* Exercise objective: Write out every listing below verbatim, changing nothing.

* Entries shown:
-- START --

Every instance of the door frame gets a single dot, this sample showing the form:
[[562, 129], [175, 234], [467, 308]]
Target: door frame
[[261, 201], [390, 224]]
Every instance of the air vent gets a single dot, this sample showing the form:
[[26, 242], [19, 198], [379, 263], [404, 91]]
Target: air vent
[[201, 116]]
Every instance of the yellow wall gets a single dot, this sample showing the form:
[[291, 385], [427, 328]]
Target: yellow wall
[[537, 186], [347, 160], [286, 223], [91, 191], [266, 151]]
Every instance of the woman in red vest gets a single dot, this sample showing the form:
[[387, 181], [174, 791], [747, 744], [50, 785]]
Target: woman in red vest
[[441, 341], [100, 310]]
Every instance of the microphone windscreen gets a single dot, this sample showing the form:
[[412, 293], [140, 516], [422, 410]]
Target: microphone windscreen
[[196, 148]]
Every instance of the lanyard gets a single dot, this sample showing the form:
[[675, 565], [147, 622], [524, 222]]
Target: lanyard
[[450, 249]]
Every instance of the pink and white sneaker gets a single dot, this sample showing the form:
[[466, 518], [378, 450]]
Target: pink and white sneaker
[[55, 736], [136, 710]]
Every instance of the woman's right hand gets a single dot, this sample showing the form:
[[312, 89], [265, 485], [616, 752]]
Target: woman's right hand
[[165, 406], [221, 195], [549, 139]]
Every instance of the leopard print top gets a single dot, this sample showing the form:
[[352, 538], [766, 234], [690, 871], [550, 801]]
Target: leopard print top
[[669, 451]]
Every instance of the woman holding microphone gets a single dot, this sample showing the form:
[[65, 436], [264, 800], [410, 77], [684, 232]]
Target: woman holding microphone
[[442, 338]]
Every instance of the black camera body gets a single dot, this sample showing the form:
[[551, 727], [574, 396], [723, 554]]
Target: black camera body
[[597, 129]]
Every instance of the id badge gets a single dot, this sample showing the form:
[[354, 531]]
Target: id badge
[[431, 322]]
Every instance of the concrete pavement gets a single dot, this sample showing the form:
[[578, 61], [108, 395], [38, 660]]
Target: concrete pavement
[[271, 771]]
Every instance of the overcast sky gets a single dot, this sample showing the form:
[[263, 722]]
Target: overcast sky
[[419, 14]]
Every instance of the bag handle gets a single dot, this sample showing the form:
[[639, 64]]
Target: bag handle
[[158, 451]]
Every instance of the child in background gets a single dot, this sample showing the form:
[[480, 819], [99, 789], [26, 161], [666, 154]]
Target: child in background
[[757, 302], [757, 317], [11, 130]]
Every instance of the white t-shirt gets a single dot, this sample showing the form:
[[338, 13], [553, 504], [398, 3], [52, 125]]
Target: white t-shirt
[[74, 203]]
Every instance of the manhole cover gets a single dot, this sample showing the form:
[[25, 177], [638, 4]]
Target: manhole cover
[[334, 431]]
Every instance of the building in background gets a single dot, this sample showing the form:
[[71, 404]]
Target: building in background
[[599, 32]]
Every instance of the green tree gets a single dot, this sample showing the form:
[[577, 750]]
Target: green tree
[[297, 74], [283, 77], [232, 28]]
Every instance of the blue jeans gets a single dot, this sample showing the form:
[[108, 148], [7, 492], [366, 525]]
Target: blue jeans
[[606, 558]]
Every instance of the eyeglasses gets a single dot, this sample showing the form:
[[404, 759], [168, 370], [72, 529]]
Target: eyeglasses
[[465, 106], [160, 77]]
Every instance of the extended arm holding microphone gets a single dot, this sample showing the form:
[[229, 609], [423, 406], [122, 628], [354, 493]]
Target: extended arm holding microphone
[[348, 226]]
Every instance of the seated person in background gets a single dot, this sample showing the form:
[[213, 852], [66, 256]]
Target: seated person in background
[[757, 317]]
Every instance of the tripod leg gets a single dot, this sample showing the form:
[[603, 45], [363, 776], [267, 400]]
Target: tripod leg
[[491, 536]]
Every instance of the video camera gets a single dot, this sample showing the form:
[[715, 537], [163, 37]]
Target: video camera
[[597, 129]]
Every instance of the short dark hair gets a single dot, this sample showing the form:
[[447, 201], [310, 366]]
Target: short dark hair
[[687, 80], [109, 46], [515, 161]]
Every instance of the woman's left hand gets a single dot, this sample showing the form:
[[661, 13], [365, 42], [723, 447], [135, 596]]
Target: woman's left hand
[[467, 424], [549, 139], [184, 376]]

-- END --

* Expected answer:
Every instance of the door frame gets a single dot, this sample showing the form:
[[562, 129], [175, 234], [467, 308]]
Target: door frame
[[261, 201], [390, 224]]
Every instance of the air vent gets a single dot, this sample showing the form:
[[26, 242], [19, 198], [379, 263], [404, 91]]
Target: air vent
[[201, 116]]
Every instance of the yellow wall gets a single dot, this sample showing the form:
[[291, 385], [427, 328]]
Target: yellow wall
[[537, 186], [347, 160], [286, 223], [91, 191], [266, 151]]
Every instance of the woman in red vest gets a single dot, this sample showing the form:
[[387, 181], [174, 791], [747, 744], [50, 785]]
Target: woman in red vest
[[441, 341], [100, 310]]
Every instance of the microphone windscreen gets a single dot, this sample showing the form:
[[412, 293], [140, 516], [422, 410]]
Target: microphone windscreen
[[196, 148]]
Every instance of the lanyard gets a single dot, this sample showing the form:
[[675, 565], [147, 622], [524, 222]]
Target: lanyard
[[450, 249]]
Every instance of the pink and white sneaker gets a single dot, this sample showing the form:
[[466, 518], [378, 450]]
Target: pink and white sneaker
[[55, 736], [136, 710]]
Every instance of the woman's right hand gets a single dot, this sample showing the form:
[[312, 89], [265, 485], [616, 752]]
Target: woman's right hand
[[165, 406], [221, 195], [549, 139]]
Every instance of the leopard print top gets a single dot, this sample showing the form:
[[352, 538], [766, 234], [690, 871], [550, 801]]
Target: leopard print top
[[669, 451]]
Every instance of the woman holding microphone gets a single dot, this sample showing the form:
[[65, 436], [264, 800], [410, 77], [684, 232]]
Target: woman holding microphone
[[442, 338]]
Every instance of the black camera body gets a single dot, this sample showing the form:
[[551, 727], [574, 396], [723, 554]]
Target: black camera body
[[597, 129]]
Every instance of the id badge gets a single dot, this sample showing the form:
[[354, 531]]
Target: id badge
[[431, 322]]
Every instance of the concrete pavement gets a single dot, this sample showing the form:
[[578, 61], [108, 395], [38, 660]]
Target: concrete pavement
[[271, 771]]
Every instance of the overcast sky gets a single dot, this sample showing the form:
[[263, 722]]
Target: overcast sky
[[419, 14]]
Every instance of the bag handle gets a single dot, this sample showing the form:
[[639, 64]]
Target: bag handle
[[158, 451]]
Every instance of the child in background gets a single dot, this sample showing the form:
[[480, 819], [99, 789], [26, 161], [666, 154]]
Target: child in background
[[757, 302], [757, 317], [11, 130]]
Every instance of the white t-shirt gets a single dot, this sample showing the form:
[[338, 13], [553, 504], [398, 3], [52, 125]]
Target: white t-shirt
[[74, 203]]
Every instance of the manhole cover gets a single dot, this sample showing the form:
[[25, 177], [638, 4]]
Target: manhole cover
[[334, 431]]
Every instance of the building in background gets a single dot, this sample showing the form:
[[71, 404]]
Target: building in background
[[599, 32]]
Every instance of the green tree gets a single dot, this sample showing the form:
[[577, 750]]
Target: green tree
[[297, 74], [283, 77], [232, 28]]
Every instance of the blue jeans gets a single dot, this sample showing the form:
[[108, 148], [7, 492], [366, 525]]
Target: blue jeans
[[606, 558]]
Every instance of the eyeglasses gets a single dot, this sample showing the form:
[[404, 759], [168, 370], [72, 529]]
Target: eyeglasses
[[465, 106], [160, 77]]
Every instance of the extended arm holding microphone gets a single dot, this sample showing the form:
[[229, 609], [423, 406], [122, 628], [354, 493]]
Target: extended arm holding microphone
[[348, 226]]
Every instance of the seated person in background gets a single dot, this sample showing the form:
[[213, 852], [66, 256]]
Target: seated person in background
[[757, 317]]
Every instance of the tripod leg gets a single dot, this sample showing the form:
[[603, 45], [363, 776], [267, 400]]
Target: tripod leg
[[491, 536]]
Every instance of the video camera gets a single dot, this sample showing the form:
[[715, 537], [163, 37]]
Target: video camera
[[597, 129]]
Every instance of the short dark hair gets a single dot, this sample showing the form:
[[447, 201], [310, 366]]
Target: short dark hair
[[687, 80], [109, 46], [515, 161]]
Every instance of the woman's left hand gets a single dot, this sample showing the form:
[[661, 13], [365, 42], [723, 447], [135, 596]]
Target: woman's left hand
[[467, 424], [549, 139], [184, 376]]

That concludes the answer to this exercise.